Supplied text:
= Nurit (film) =

Nurit (נורית) is a 1972 Israeli drama film written, produced and directed by George Ovadiah.

It sold 702,000 tickets and is the 13th most watched Israeli film ever.

In 1983 the sequel, Nurit 2 was released.

==Plot==
Shoshana (Yona Elian), a rich young woman from Tiberias loves Moshe (Sasi Keshet), a poor truck driver from Tel Aviv. They intend to marry, but Nissim, her father (Jacques Cohen), forbids it. They intend to take advantage of Nissim's business trip to Argentina to fulfill their romantic wishes. But an unfortunate mishap happens when Shoshana hears on the radio that Moshe has been involved in an accident and she thinks he was killed. She sets off to the Sea of Galilee, planning to commit suicide like her mother did years ago. At the last minute she changes her mind. She is hit by a car driven by three musicians and loses her eyesight. The three men take care of her and Nurit, her young baby from Moshe. They become street entertainers: the men play music, Shoshana sings and Nurit dances. Meanwhile Moshe changes his name to Mike and becomes a famous singer. Shoshana eventually has eye surgery, regains her eyesight, and marries Mike.

Exercise aim: According to the text on the film Nurit, how many tickets did the film sell?

Record extracts:
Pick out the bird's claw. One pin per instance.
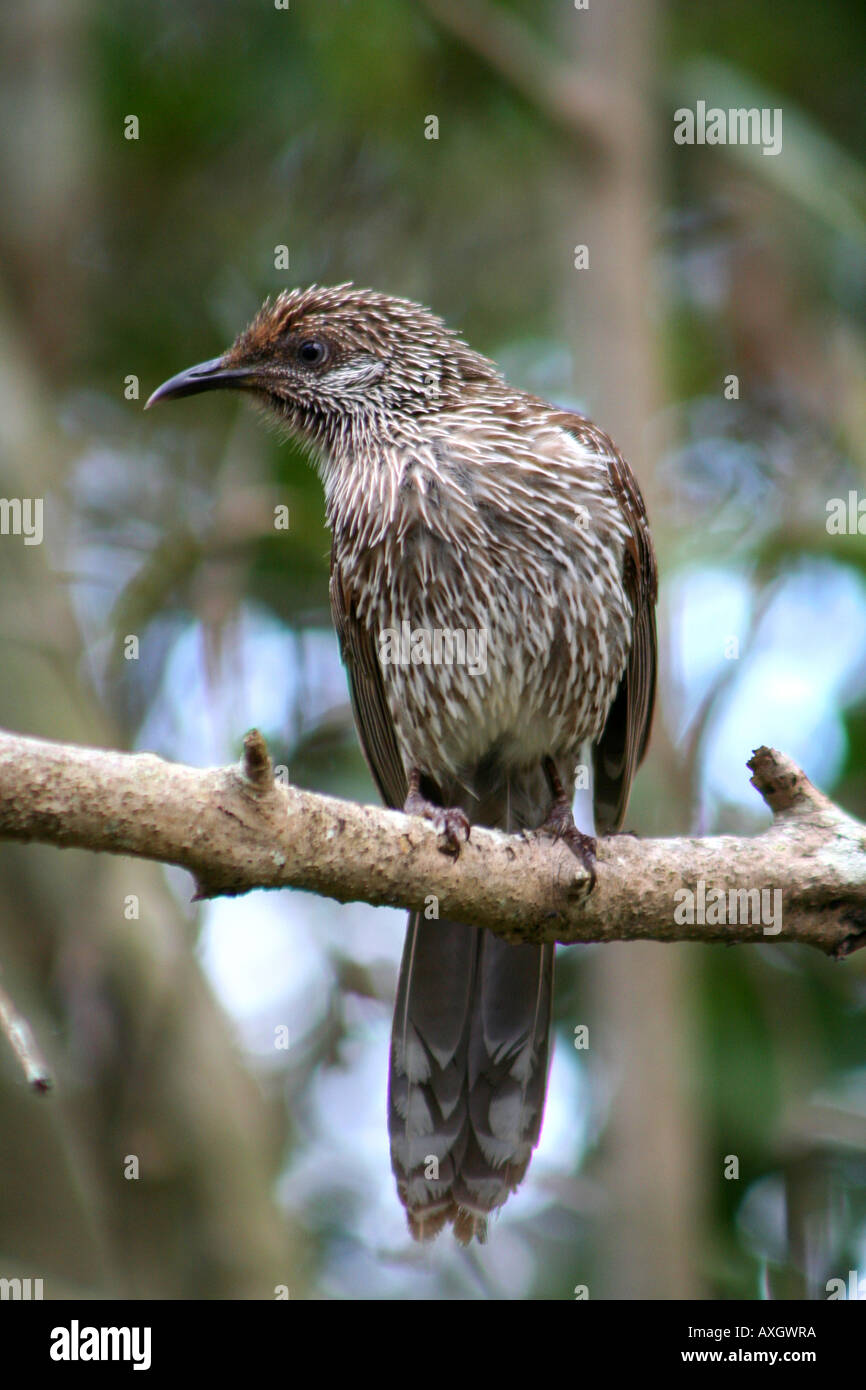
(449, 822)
...
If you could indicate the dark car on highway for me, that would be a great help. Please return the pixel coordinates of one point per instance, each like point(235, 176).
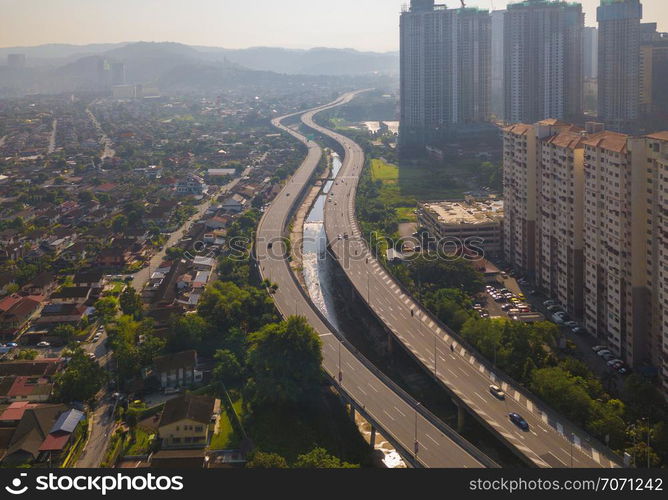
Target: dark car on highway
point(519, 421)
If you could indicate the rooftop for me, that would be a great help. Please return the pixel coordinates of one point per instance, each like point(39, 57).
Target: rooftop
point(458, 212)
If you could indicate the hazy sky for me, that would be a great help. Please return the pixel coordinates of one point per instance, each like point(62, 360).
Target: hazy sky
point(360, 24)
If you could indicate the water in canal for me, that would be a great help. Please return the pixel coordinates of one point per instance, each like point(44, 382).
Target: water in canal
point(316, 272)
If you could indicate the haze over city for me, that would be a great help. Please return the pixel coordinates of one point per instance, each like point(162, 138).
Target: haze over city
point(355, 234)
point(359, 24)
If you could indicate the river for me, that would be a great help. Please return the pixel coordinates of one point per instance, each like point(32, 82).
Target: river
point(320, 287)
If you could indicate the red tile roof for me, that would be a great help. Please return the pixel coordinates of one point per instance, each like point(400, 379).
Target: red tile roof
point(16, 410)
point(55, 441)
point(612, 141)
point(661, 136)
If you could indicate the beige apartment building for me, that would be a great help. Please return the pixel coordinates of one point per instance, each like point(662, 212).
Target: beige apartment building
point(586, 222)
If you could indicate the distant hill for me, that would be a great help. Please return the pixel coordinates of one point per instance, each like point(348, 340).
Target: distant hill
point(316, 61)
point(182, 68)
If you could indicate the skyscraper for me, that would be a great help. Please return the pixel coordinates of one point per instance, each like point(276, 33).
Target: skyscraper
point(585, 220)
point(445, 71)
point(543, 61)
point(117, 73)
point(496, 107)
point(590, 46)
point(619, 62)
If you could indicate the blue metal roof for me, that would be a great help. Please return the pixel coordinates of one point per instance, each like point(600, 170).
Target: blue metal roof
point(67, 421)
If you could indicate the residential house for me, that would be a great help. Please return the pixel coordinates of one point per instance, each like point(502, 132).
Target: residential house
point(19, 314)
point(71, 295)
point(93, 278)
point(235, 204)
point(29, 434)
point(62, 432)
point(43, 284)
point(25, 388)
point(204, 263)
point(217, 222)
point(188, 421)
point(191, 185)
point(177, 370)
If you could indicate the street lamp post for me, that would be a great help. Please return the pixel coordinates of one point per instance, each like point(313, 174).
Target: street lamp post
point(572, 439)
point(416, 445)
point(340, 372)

Final answer: 702,000 tickets.